Entries shown:
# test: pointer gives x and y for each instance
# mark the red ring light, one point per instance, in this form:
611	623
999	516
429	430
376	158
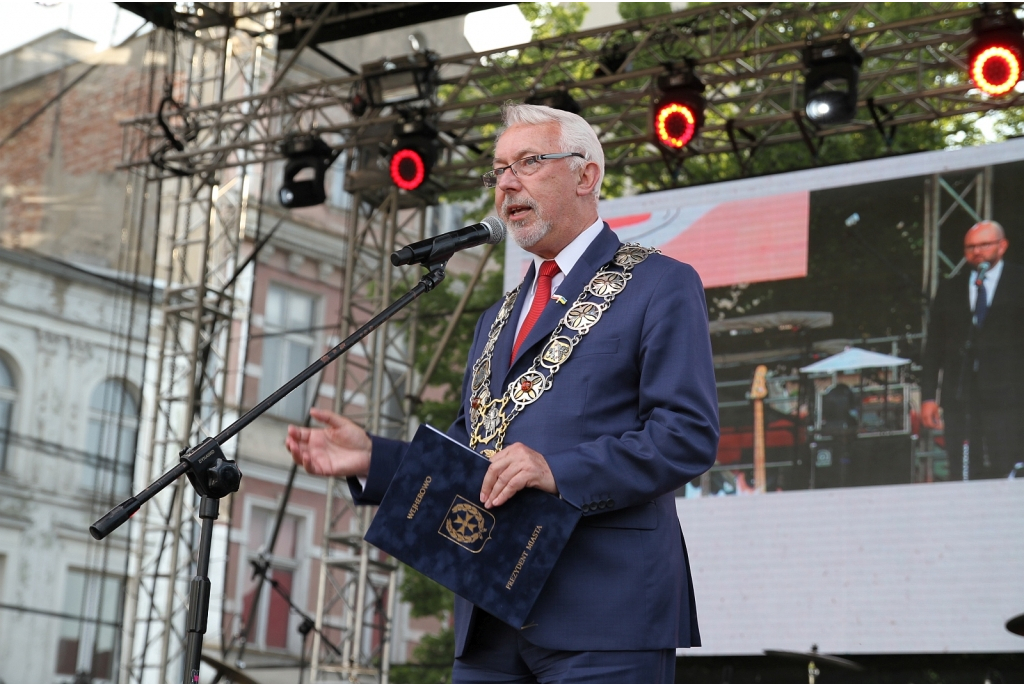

Your instructions: Find the line that contains "# mark the red" and repeat it, along with every line after it to the end of the data, exactly; drop the pictures.

Output below:
# mark the red ring light, one point per instance, in this form:
611	623
999	516
429	430
376	158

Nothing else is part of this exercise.